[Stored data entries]
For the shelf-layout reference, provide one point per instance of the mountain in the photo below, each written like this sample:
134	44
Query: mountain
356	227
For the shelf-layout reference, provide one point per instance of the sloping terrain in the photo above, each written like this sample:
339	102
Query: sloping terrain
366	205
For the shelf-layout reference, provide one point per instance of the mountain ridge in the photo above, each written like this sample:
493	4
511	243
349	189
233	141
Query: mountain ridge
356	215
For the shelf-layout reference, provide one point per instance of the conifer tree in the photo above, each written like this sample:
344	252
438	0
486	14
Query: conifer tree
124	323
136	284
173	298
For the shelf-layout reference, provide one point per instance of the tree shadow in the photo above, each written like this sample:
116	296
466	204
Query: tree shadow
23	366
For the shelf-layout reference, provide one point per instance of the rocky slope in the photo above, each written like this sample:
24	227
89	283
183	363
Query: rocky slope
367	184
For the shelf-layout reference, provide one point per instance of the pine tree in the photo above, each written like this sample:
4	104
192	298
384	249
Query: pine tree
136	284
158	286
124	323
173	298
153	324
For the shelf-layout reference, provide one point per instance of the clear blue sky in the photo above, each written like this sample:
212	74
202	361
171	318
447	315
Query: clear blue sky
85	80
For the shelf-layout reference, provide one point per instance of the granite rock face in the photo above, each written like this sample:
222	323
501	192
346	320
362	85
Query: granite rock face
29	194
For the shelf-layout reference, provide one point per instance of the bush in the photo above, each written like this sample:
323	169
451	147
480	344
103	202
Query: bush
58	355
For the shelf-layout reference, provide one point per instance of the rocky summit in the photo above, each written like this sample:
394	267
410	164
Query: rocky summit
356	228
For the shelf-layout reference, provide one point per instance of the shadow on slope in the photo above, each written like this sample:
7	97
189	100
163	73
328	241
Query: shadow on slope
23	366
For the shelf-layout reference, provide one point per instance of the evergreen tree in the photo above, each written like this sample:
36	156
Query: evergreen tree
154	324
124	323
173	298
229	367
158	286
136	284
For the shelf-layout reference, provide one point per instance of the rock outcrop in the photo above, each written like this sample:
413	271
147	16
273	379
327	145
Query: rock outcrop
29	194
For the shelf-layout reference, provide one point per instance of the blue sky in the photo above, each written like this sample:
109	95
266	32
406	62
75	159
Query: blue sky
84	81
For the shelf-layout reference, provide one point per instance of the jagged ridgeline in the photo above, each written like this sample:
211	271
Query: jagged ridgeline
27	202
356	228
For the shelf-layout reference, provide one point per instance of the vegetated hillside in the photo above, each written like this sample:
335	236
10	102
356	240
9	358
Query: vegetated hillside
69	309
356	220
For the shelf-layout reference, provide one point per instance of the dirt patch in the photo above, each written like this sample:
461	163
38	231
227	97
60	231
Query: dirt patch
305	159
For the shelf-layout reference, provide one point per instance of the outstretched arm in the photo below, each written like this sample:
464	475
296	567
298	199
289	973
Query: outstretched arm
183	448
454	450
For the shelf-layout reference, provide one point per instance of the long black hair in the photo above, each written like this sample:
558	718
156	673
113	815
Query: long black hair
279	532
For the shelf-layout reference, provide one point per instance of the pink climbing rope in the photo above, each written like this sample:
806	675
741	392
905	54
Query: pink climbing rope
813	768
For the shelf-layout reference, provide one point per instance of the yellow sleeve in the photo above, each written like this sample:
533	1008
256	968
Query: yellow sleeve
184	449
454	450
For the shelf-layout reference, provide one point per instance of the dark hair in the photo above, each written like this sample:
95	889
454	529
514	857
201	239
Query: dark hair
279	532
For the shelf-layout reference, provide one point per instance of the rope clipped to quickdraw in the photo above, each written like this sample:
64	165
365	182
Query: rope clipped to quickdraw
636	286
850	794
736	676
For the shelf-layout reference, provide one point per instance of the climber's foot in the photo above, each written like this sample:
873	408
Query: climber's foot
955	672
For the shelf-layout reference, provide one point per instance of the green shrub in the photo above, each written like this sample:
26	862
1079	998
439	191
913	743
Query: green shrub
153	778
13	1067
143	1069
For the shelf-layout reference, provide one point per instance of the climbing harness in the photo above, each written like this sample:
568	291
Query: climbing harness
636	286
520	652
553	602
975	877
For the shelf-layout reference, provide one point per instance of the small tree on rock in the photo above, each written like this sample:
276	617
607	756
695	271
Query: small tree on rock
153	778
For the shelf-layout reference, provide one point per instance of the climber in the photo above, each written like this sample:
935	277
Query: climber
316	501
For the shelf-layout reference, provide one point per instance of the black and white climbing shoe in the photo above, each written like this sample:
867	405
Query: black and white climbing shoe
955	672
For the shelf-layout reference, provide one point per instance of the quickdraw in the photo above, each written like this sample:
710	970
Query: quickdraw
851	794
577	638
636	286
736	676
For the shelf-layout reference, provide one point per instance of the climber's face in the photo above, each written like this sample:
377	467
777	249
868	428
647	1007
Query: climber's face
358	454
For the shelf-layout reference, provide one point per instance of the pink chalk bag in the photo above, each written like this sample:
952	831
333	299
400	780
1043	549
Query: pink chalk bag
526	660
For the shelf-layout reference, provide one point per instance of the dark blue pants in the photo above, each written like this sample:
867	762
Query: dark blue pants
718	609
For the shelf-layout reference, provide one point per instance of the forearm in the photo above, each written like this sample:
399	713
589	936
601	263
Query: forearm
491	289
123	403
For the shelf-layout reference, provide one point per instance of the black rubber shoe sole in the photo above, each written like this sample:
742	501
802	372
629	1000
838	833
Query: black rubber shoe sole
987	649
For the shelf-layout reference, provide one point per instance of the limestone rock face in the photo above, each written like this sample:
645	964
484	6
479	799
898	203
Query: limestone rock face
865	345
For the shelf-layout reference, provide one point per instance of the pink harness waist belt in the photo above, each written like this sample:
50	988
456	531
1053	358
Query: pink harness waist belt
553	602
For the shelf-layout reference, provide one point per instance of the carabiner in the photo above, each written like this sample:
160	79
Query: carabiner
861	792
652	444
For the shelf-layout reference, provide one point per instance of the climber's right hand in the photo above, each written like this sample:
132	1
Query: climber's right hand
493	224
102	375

### WHAT THE TASK ASKS
Only the lines from the one containing "Query: forearm" through the end of the data above are wanted, both ends included; restate them word for word.

### REPLY TO THE TASK
Query: forearm
491	289
123	403
For the shelf-layout reference, provide one point per instance of the black rubber shoe sole in the photo above, each written like this sample:
742	501
802	372
629	1000
838	833
Query: black rubber shoe sole
987	649
For the shelf-layout reference, provide one point per instance of the limestone rock face in the photo above, each written like this sample:
645	964
484	6
479	799
898	203
Query: limestone rock face
865	345
For the shelf-layout reference, provide one point per instance of the pink harness waist belt in the photo above, each written like this sample:
50	988
456	531
1053	358
Query: pink harness waist belt
553	602
For the shelf-layout reference, provide one point per instance of the carabiner in the photo above, each written like this sample:
160	79
Query: carabiner
861	792
652	444
For the shelf-layout reference, provide one point per instance of the climber's right hand in the photo above, each written like this sample:
132	1
Query: climber's right hand
493	224
102	375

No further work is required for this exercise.